Rewrite all of the entries below, substituting "rucksack" for every "backpack" and leaving everything else unchanged.

__PROVIDED DATA__:
○ ○ ○ ○
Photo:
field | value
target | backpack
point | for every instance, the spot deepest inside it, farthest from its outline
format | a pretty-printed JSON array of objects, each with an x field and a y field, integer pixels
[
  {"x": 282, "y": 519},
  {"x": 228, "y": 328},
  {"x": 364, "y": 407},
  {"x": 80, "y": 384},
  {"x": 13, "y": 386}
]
○ ○ ○ ○
__EXERCISE RESPONSE__:
Photo:
field | value
target | rucksack
point | for every instance, the spot deepest inside it, farthest from its outline
format | a pretty-printed JSON array of objects, each with an x field and a y field, integer pixels
[
  {"x": 282, "y": 519},
  {"x": 228, "y": 328},
  {"x": 364, "y": 407},
  {"x": 80, "y": 384},
  {"x": 13, "y": 386}
]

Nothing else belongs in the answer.